YOUR OBJECTIVE:
Are you able to quote each entry exactly as written?

# # # # #

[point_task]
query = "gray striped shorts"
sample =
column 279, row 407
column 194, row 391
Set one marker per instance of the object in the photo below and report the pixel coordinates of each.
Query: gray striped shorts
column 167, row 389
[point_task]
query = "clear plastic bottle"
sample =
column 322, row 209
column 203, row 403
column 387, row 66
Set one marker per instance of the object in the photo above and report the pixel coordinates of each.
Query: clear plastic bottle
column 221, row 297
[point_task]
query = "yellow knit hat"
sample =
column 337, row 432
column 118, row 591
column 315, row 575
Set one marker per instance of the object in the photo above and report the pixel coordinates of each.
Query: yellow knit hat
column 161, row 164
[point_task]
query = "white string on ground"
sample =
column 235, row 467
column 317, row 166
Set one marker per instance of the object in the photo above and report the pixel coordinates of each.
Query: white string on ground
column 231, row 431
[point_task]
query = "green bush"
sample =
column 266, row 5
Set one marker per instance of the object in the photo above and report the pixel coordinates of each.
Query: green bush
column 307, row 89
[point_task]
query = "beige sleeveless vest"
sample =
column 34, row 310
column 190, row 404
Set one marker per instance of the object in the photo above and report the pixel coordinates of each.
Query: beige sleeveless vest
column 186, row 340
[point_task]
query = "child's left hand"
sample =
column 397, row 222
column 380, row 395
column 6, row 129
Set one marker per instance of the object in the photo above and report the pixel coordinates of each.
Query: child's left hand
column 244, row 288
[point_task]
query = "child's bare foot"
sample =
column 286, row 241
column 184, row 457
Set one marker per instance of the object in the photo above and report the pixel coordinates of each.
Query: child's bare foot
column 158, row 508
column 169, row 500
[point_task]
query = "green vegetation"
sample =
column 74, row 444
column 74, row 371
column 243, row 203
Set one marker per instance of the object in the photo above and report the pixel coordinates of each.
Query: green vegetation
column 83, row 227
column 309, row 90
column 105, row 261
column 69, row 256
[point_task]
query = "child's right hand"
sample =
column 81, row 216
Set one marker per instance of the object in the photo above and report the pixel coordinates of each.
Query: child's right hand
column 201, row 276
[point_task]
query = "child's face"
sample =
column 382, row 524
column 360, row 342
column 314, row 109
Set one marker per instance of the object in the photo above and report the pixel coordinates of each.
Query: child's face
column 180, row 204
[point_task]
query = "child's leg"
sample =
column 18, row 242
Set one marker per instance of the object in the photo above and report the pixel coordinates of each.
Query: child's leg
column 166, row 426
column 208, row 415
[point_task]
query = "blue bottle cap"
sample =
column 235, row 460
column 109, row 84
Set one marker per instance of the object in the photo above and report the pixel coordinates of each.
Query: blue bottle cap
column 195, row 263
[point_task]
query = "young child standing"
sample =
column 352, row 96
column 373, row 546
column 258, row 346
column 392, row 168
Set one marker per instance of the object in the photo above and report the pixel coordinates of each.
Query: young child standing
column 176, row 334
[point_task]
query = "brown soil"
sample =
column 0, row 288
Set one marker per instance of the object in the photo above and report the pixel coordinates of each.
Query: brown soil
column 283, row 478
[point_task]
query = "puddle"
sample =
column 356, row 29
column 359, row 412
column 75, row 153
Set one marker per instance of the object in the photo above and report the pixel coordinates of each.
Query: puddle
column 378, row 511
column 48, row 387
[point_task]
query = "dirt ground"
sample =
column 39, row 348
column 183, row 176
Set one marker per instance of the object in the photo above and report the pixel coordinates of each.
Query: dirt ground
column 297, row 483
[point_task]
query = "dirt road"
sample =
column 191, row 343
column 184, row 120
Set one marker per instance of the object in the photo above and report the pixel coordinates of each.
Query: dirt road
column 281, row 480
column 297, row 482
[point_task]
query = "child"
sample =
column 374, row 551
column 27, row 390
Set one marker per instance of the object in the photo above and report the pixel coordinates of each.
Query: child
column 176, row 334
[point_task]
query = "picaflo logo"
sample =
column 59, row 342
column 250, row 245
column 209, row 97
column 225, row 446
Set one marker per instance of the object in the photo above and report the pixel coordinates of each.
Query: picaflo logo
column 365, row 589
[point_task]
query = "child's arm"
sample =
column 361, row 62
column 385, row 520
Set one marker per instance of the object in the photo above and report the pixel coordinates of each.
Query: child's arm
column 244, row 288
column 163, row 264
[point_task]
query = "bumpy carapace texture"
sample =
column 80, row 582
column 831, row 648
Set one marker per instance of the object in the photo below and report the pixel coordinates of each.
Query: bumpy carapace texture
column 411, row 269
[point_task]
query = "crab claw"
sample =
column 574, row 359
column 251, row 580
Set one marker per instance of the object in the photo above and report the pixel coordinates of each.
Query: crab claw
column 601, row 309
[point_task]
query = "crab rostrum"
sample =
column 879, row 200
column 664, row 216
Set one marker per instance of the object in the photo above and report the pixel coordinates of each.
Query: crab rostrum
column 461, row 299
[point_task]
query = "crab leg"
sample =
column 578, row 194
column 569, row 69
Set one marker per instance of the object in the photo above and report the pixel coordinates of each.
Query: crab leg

# # # # #

FINISHED EXERCISE:
[point_task]
query = "gray striped shorts"
sample =
column 279, row 407
column 194, row 391
Set one marker per instance of the object in the photo below and report the pixel coordinates of each.
Query: gray striped shorts
column 167, row 389
[point_task]
query = "clear plastic bottle"
sample =
column 322, row 209
column 203, row 403
column 387, row 66
Set one marker per instance of the object in the photo above and report the pixel coordinates of each.
Query: clear plastic bottle
column 221, row 297
[point_task]
query = "yellow knit hat"
sample =
column 337, row 432
column 118, row 591
column 315, row 575
Set one marker per instance of the object in the photo above and report the pixel coordinates of each.
Query: yellow knit hat
column 161, row 164
[point_task]
query = "white string on ground"
sample =
column 235, row 467
column 317, row 166
Set one marker per instance of the object in the photo above and report the pixel coordinates of each.
Query: white string on ground
column 231, row 431
[point_task]
query = "green bush"
sample =
column 266, row 5
Set one marker per instance of the object in the photo above and report the pixel coordinates of each.
Query: green bush
column 307, row 89
[point_task]
query = "beige sleeveless vest"
sample =
column 34, row 310
column 190, row 404
Set one marker per instance of the object in the photo above and report the pixel coordinates of each.
Query: beige sleeveless vest
column 186, row 340
[point_task]
query = "child's left hand"
sample =
column 397, row 222
column 380, row 395
column 6, row 129
Set one marker per instance of the object in the photo above and report the pixel coordinates of each.
Query: child's left hand
column 244, row 288
[point_task]
query = "child's bare foot"
sample =
column 286, row 241
column 184, row 457
Set one marker per instance of the object in the photo above and report the pixel coordinates of each.
Query: child's bare foot
column 158, row 508
column 169, row 500
[point_task]
query = "green vegetation"
sample =
column 74, row 444
column 74, row 371
column 243, row 203
Set one marker per instance of the object in the photo above and report the pixel coordinates of each.
Query: green vegetation
column 83, row 227
column 309, row 90
column 105, row 261
column 69, row 256
[point_task]
query = "child's right hand"
sample =
column 81, row 216
Set one marker per instance of the object in the photo above and report the pixel coordinates of each.
Query: child's right hand
column 201, row 276
[point_task]
query = "child's face"
sample =
column 382, row 524
column 360, row 342
column 314, row 109
Set one marker per instance of the object in the photo above and report the pixel coordinates of each.
Query: child's face
column 180, row 204
[point_task]
query = "child's leg"
sample =
column 18, row 242
Set one marker per instance of the object in the photo above and report the pixel coordinates of each.
Query: child's leg
column 166, row 426
column 208, row 415
[point_task]
query = "blue bottle cap"
sample =
column 235, row 460
column 109, row 84
Set one marker per instance of the object in the photo above and report the pixel coordinates of each.
Query: blue bottle cap
column 195, row 263
[point_task]
query = "young child standing"
sample =
column 352, row 96
column 373, row 546
column 258, row 346
column 392, row 168
Set one marker per instance of the object in the photo above and report the pixel coordinates of each.
Query: young child standing
column 176, row 334
[point_task]
query = "brown soil"
sample =
column 0, row 288
Set one marker per instance of the object in the photo above and report the pixel coordinates of each.
Query: brown soil
column 283, row 478
[point_task]
query = "puddle"
sample =
column 356, row 29
column 359, row 412
column 75, row 153
Set one marker per instance of the object in the photo above and report the pixel coordinates of each.
Query: puddle
column 378, row 511
column 48, row 387
[point_task]
query = "dirt ground"
sample =
column 39, row 348
column 183, row 176
Set one marker per instance of the object in the photo above and report the pixel coordinates of each.
Query: dirt ground
column 297, row 483
[point_task]
query = "dirt road"
sample =
column 191, row 343
column 184, row 120
Set one marker per instance of the object in the photo above and report the pixel coordinates of each.
Query: dirt road
column 281, row 480
column 297, row 482
[point_task]
query = "child"
sample =
column 374, row 551
column 27, row 390
Set one marker per instance of the object in the photo above and report the pixel coordinates of each.
Query: child
column 176, row 334
[point_task]
query = "picaflo logo"
sample =
column 59, row 342
column 250, row 245
column 209, row 97
column 225, row 446
Set one marker per instance of the object in the photo above and report the pixel coordinates of each.
Query: picaflo logo
column 365, row 589
[point_task]
query = "child's arm"
sample =
column 361, row 62
column 385, row 520
Set one marker per instance of the object in the photo above and report the pixel coordinates of each.
Query: child's arm
column 244, row 288
column 163, row 264
[point_task]
query = "bumpy carapace texture"
sample =
column 80, row 582
column 831, row 648
Set one marker per instance of the object in the photo below and report the pixel coordinates of each.
Query: bumpy carapace texture
column 411, row 269
[point_task]
query = "crab claw"
sample =
column 574, row 359
column 251, row 580
Set one marker per instance of the object in the photo above and report the pixel coordinates of each.
Query: crab claw
column 601, row 309
[point_task]
query = "crab rostrum"
sample =
column 879, row 200
column 664, row 216
Set one marker per instance of the object in the photo above and report the pixel coordinates of each.
Query: crab rostrum
column 461, row 299
[point_task]
query = "crab leg"
sample =
column 578, row 194
column 569, row 69
Set one marker per instance of the object in the photo above and report the pixel coordinates of each.
Query: crab leg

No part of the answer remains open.